## Your objective
Nothing before the line containing "Reviewer note: every instance of the open" belongs in the answer; quote that line and all lines after it through the end of the material, word for word.

** Start Records for the task **

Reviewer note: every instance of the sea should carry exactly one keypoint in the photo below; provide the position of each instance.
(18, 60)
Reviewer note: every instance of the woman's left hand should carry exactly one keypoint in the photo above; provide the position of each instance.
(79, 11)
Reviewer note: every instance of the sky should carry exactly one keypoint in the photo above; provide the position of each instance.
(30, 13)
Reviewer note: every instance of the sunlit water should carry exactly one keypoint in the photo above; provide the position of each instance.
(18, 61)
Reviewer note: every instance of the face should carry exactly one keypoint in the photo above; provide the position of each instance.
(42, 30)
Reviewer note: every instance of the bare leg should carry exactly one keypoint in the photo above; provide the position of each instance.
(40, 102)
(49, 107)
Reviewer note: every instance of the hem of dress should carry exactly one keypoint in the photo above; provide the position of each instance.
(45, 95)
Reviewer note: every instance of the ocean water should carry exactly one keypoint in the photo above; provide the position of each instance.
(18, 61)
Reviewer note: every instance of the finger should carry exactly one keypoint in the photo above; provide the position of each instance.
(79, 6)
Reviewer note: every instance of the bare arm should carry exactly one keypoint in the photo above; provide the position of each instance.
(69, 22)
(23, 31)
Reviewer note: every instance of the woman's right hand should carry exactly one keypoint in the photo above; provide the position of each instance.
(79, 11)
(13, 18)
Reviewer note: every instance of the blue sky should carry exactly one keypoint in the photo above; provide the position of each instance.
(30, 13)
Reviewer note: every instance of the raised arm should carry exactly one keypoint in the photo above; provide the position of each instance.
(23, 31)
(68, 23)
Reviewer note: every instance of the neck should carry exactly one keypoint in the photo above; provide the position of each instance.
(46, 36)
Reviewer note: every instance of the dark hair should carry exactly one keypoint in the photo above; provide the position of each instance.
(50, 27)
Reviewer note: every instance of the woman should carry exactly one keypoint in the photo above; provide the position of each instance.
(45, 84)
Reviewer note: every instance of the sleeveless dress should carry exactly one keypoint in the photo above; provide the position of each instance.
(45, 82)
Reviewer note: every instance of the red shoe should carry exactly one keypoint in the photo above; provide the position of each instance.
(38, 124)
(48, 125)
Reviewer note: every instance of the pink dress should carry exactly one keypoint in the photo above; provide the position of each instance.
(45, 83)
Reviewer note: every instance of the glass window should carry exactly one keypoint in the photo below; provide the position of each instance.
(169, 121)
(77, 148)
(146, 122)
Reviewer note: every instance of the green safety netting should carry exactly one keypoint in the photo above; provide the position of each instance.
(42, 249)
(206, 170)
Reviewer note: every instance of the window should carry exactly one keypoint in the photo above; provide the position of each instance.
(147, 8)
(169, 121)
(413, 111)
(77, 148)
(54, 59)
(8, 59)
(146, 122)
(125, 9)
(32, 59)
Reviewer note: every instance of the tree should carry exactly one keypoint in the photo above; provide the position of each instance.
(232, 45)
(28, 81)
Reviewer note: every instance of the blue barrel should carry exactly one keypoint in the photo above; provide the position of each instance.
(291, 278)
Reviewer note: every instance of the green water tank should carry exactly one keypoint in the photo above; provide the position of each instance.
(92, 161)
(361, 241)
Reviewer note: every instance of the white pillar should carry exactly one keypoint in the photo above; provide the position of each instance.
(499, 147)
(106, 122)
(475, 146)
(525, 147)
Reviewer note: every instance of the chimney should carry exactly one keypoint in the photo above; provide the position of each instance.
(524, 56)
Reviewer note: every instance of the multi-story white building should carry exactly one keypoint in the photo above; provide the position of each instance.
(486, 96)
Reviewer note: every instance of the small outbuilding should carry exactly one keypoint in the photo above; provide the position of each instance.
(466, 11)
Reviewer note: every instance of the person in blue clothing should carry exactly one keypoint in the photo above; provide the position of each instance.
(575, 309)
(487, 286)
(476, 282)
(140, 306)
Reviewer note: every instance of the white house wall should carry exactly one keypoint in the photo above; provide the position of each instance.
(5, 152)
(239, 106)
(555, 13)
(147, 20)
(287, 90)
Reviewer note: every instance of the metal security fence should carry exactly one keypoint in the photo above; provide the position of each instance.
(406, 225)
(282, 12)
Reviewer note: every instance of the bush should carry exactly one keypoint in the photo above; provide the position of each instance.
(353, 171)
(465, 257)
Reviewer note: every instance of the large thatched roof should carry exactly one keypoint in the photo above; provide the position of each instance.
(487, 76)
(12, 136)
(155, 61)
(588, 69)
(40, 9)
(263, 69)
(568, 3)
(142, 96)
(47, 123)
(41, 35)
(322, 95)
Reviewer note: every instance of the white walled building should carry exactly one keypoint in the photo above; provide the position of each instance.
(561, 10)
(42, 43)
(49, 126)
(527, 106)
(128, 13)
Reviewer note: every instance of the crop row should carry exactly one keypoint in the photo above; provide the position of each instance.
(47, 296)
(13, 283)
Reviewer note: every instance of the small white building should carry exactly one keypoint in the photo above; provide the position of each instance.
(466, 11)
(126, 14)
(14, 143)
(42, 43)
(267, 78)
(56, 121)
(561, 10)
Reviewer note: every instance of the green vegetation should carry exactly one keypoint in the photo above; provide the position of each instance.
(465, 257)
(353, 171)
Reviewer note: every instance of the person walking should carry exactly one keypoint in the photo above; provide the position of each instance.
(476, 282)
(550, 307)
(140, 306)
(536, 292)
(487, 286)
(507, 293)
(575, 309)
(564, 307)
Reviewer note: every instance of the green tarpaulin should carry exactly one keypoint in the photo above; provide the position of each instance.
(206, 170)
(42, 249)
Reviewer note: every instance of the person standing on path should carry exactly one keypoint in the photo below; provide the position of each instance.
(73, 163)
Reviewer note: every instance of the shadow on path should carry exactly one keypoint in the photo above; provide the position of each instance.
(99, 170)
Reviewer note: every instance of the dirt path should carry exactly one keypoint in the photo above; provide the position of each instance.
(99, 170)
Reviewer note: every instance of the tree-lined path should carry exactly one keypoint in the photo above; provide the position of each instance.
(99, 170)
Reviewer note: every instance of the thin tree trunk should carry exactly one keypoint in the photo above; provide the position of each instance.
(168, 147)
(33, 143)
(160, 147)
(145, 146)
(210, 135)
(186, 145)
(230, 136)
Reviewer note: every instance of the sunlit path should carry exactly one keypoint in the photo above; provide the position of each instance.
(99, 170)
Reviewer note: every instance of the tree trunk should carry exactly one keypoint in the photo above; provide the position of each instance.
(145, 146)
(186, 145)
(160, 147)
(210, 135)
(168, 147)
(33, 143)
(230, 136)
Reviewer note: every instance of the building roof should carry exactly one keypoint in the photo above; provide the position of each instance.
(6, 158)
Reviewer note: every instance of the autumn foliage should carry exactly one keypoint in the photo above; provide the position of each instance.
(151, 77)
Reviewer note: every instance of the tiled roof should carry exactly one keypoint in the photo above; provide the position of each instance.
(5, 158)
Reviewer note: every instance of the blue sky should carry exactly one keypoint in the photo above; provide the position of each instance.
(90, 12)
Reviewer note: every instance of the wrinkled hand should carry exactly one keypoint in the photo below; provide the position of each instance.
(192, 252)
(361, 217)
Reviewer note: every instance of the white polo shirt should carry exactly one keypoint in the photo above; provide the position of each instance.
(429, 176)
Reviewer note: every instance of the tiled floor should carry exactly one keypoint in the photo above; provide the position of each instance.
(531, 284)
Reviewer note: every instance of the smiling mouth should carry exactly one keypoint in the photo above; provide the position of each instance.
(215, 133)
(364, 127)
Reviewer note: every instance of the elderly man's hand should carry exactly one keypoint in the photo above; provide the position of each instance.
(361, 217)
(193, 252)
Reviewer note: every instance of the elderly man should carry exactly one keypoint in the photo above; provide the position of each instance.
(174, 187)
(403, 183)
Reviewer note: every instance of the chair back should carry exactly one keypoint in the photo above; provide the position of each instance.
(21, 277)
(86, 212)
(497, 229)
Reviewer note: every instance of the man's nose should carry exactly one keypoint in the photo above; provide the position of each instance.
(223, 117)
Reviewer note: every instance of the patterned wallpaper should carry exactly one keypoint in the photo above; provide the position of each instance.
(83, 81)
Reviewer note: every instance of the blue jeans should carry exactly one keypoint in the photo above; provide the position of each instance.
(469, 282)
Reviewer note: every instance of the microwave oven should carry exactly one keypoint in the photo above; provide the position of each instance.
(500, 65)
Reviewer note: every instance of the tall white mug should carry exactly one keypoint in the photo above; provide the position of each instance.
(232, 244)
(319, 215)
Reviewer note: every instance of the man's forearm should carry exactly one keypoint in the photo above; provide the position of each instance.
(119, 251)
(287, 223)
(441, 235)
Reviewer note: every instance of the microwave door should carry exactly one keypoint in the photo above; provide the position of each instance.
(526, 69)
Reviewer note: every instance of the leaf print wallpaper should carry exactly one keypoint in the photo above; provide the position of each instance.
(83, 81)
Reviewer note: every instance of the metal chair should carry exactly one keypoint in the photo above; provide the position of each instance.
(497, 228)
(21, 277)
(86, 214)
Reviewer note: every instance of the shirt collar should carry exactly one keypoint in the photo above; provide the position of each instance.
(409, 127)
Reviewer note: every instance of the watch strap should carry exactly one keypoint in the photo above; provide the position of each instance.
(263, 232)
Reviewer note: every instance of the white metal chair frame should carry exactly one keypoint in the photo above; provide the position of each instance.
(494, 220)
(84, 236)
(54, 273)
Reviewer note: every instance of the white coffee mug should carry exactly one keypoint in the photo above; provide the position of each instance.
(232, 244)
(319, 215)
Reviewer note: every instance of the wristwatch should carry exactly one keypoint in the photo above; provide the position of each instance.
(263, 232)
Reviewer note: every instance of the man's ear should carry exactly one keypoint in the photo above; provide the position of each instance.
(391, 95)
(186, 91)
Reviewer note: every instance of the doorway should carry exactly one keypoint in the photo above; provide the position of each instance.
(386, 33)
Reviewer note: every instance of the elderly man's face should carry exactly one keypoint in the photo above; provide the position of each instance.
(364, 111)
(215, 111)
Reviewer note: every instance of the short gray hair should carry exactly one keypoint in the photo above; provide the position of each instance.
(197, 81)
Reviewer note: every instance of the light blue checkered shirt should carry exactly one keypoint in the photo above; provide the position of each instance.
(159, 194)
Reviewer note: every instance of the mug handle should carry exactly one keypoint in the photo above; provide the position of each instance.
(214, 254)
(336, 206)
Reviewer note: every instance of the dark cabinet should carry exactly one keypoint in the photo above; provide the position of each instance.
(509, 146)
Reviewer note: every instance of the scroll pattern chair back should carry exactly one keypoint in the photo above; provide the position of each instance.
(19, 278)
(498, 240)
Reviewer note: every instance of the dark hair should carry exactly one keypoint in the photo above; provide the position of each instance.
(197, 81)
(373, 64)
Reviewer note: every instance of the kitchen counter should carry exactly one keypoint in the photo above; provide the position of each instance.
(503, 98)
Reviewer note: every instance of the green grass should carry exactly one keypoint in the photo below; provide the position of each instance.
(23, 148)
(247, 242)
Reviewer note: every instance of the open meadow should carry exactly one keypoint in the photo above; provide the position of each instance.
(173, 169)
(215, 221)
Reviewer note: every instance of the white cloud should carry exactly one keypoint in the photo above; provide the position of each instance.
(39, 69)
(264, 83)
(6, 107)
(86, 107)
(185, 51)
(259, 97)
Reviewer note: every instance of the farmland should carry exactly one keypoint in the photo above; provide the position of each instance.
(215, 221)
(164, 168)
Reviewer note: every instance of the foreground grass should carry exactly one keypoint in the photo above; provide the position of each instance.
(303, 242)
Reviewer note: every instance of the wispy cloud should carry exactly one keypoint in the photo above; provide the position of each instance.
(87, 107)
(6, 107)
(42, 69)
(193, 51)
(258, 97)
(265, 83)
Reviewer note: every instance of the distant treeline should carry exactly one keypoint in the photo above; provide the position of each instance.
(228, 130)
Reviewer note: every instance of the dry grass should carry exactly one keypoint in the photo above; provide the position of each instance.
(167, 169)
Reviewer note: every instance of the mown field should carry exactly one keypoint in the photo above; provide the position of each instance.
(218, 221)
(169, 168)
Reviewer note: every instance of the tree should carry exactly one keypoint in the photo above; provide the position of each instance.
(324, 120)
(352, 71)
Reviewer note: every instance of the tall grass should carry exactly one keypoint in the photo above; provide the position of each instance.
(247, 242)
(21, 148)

** End Records for the task **

## Finished exercise
Reviewer note: every instance of the open meadow should carry exactly one keypoint in the photo above; provide the position of each instance.
(173, 169)
(215, 221)
Reviewer note: every instance of the white cloud should carry exactly one keypoint in the photo above; provide the position of each instance.
(39, 69)
(264, 83)
(6, 107)
(86, 107)
(185, 51)
(259, 97)
Reviewer note: every instance of the farmland should carry exactly one keypoint in the photo above; provide the position of each instance.
(215, 221)
(164, 168)
Reviewer note: every instance of the foreground grass should carry exactly one keypoint in the photo above; provide the position of each instance.
(303, 242)
Reviewer note: every instance of the wispy cloud should carry exactly one keypoint in the photo above; provide the position of each instance.
(87, 107)
(6, 107)
(42, 69)
(193, 51)
(258, 97)
(265, 83)
Reviewer note: every instance of the distant treeline should carry exactly one keypoint in the photo above; provide the position of each instance.
(228, 130)
Reviewer note: every instance of the dry grass should carry exactly one keypoint in the photo above; provide the position of each instance.
(167, 169)
Reviewer note: every instance of the mown field should carry exactly one keypoint in the photo above; provide the position of each instance.
(218, 221)
(169, 168)
Reviewer note: every instance of the tree should carry exactly one keypoint in the photo above; provide the position of each instance.
(324, 120)
(352, 71)
Reviewer note: every instance of the tall grass should carry exactly one keypoint in the photo above; provide the position of each instance.
(247, 242)
(21, 148)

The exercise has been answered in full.